- WHAT IS REQUIRED
Word for word, repeat the lines of the records from the one containing "noseband shown in this photograph." through the last line, both included.

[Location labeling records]
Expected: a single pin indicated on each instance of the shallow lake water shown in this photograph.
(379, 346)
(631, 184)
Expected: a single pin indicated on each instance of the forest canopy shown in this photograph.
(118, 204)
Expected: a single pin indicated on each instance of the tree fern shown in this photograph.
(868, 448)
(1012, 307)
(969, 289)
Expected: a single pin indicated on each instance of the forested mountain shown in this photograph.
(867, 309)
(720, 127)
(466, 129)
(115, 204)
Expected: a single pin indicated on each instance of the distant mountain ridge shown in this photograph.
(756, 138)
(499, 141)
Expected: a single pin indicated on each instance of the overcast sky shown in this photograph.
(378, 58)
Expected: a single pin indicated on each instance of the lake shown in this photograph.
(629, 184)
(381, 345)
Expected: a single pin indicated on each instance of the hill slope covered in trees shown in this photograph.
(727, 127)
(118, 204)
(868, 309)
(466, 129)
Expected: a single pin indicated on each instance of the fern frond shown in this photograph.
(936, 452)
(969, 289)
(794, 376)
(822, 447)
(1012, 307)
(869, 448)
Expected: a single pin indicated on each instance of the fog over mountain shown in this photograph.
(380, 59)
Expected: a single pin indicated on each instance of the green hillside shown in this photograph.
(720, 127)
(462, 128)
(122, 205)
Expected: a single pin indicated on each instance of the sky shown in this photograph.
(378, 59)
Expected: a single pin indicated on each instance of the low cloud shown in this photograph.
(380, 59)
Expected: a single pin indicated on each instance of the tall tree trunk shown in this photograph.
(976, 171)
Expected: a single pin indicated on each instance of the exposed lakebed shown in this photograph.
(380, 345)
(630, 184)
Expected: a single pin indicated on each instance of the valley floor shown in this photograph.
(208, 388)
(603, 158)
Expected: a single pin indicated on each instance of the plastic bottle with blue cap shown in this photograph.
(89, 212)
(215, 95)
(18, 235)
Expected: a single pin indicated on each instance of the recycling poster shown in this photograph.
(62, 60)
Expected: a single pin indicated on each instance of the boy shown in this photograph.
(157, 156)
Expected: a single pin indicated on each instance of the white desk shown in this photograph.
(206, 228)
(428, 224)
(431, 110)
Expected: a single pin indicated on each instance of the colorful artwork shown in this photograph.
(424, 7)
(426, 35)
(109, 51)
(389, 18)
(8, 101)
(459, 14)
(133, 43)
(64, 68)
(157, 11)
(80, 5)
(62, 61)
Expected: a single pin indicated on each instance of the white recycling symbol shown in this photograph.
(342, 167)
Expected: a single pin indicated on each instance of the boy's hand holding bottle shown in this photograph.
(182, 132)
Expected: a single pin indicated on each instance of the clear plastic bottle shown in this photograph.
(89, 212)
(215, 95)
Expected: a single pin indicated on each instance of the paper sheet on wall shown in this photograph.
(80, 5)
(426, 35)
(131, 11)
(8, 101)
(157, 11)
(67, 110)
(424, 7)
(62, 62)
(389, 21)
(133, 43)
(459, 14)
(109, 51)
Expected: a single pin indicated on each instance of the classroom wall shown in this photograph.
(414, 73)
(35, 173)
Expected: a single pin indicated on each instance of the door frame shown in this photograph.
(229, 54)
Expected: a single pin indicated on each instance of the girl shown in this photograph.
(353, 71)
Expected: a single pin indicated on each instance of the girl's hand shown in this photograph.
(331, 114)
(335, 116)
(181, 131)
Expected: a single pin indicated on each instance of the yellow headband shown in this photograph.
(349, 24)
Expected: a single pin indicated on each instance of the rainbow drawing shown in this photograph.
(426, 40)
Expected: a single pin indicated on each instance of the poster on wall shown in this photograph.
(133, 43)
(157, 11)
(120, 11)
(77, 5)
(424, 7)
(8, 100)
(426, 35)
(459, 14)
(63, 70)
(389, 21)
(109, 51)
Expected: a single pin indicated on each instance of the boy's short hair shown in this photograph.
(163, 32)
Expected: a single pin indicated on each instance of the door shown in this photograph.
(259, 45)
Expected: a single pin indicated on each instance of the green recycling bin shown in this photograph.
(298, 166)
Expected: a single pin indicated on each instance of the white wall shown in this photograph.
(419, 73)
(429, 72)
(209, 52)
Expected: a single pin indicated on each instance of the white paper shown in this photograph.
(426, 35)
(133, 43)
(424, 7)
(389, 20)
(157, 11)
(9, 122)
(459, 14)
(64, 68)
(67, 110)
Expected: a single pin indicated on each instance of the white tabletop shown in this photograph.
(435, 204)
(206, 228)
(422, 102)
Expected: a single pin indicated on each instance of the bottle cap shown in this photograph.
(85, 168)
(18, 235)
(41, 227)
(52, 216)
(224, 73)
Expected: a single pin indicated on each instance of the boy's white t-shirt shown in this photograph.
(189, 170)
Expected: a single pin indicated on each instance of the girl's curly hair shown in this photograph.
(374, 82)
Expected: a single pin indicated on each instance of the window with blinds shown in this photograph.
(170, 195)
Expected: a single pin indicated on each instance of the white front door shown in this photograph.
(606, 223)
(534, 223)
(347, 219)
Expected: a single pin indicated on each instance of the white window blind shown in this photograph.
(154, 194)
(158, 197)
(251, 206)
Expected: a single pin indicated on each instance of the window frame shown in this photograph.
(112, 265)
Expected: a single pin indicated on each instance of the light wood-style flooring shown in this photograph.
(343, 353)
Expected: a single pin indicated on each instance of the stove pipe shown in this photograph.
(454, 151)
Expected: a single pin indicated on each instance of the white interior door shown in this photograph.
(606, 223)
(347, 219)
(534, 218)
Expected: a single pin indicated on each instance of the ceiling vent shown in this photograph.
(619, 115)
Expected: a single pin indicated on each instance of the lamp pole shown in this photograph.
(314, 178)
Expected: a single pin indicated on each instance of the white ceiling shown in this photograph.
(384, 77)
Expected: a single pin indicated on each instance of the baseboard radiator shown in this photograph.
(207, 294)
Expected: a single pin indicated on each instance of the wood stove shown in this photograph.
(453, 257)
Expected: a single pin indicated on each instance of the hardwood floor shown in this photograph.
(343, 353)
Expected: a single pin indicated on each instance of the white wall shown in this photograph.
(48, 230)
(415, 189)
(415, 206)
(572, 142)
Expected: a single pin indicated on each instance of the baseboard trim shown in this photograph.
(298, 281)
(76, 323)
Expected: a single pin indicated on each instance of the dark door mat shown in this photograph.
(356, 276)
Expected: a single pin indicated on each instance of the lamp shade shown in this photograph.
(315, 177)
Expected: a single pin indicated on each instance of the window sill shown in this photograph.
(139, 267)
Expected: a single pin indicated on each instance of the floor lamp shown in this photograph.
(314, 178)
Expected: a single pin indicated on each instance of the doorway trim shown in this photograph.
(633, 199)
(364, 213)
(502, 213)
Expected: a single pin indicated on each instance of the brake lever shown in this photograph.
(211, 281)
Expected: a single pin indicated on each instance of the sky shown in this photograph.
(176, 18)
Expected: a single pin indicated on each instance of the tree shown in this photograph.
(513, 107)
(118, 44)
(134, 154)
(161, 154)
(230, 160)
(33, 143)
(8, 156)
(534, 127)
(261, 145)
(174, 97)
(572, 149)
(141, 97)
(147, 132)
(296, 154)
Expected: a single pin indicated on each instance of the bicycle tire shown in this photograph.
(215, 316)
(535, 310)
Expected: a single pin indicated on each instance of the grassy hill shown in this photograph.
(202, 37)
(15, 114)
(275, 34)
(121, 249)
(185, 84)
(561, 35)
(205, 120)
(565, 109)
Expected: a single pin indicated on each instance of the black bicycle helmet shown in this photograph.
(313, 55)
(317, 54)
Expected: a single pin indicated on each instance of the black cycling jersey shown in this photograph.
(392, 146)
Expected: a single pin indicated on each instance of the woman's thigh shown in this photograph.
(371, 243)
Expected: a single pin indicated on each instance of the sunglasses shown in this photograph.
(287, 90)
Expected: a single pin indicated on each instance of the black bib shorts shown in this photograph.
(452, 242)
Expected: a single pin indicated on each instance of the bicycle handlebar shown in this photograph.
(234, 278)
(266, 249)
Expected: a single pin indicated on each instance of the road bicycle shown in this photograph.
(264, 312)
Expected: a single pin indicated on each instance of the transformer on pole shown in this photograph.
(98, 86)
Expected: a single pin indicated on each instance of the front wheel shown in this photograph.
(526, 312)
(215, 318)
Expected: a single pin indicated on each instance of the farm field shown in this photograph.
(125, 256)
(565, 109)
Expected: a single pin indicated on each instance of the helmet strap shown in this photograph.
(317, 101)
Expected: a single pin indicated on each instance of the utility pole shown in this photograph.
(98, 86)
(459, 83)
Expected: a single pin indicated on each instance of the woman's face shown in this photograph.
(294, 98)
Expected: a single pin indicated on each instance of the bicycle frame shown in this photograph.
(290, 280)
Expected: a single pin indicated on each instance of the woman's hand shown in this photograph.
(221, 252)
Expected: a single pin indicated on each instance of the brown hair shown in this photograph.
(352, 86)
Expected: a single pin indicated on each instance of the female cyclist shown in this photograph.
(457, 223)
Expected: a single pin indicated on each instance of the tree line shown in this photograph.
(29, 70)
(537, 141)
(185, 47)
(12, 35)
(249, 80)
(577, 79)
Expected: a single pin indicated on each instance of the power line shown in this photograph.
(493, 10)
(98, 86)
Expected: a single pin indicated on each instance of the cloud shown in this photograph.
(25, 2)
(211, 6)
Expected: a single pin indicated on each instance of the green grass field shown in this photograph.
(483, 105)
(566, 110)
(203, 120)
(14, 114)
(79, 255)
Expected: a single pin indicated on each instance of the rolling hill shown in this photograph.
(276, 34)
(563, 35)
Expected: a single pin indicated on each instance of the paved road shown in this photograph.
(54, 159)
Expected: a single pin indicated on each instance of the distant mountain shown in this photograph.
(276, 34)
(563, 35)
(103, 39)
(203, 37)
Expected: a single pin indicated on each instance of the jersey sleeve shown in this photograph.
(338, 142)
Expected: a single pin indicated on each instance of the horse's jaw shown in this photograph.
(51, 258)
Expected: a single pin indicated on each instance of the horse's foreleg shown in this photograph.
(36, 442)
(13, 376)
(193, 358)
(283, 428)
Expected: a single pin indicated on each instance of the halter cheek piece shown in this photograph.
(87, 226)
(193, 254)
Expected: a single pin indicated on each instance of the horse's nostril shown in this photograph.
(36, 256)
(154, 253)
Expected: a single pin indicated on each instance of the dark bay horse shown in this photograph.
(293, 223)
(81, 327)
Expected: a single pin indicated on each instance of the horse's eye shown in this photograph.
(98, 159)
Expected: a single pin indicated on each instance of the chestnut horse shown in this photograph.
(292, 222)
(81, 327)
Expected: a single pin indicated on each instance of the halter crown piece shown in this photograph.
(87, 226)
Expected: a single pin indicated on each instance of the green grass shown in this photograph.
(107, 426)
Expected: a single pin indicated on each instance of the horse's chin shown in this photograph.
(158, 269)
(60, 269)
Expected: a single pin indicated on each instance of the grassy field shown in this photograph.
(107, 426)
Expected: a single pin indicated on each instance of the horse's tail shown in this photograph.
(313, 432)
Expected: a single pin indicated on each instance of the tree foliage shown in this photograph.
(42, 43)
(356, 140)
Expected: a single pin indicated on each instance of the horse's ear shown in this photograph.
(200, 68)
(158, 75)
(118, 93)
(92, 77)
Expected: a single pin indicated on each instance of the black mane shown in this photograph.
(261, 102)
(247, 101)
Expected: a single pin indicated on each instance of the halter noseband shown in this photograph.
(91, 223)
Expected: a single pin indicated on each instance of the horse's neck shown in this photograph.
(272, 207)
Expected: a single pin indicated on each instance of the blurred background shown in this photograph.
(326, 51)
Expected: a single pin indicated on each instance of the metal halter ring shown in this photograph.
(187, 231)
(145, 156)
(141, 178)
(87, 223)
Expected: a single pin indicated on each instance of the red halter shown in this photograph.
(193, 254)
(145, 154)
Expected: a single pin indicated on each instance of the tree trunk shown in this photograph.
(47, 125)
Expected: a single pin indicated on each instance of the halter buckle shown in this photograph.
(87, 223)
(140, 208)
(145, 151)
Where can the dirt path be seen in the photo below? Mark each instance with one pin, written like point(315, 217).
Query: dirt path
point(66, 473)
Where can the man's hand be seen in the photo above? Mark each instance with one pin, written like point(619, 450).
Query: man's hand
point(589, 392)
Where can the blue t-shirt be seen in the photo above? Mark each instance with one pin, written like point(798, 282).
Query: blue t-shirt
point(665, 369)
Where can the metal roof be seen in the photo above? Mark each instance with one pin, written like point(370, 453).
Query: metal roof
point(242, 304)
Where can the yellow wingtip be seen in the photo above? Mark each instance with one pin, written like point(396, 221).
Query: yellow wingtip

- TASK RESULT
Expected: a single pin indicated on each instance of the halter noseband shown in this photograph.
(91, 223)
Expected: a single pin indicated on each instance of the horse's neck shown in this photograph.
(272, 207)
Expected: a single pin indicated on each instance of the blurred background shown in this photograph.
(326, 51)
Expected: a single pin indicated on each instance of the metal halter ring shown in this photograph.
(187, 231)
(145, 156)
(141, 178)
(87, 223)
Expected: a single pin indicated on each instance of the red halter shown in this photograph.
(193, 254)
(145, 154)
Expected: a single pin indicated on each instance of the tree trunk shown in this photograph.
(47, 125)
Expected: a single pin indicated on each instance of the halter buckle shown in this photograph.
(87, 223)
(140, 208)
(145, 151)
Where can the dirt path be seen in the photo below? Mark each instance with one pin, written like point(315, 217).
Query: dirt path
point(66, 473)
Where can the man's hand be seen in the photo above? Mark each instance with one pin, written like point(619, 450).
Query: man's hand
point(589, 392)
Where can the blue t-shirt be seen in the photo above? Mark each instance with one pin, written like point(798, 282).
Query: blue t-shirt
point(665, 369)
Where can the metal roof be seen in the photo above? Mark each instance with one pin, written like point(370, 453).
Query: metal roof
point(242, 304)
Where can the yellow wingtip be seen in the photo above? Mark each instance with one pin, written like point(396, 221).
Query: yellow wingtip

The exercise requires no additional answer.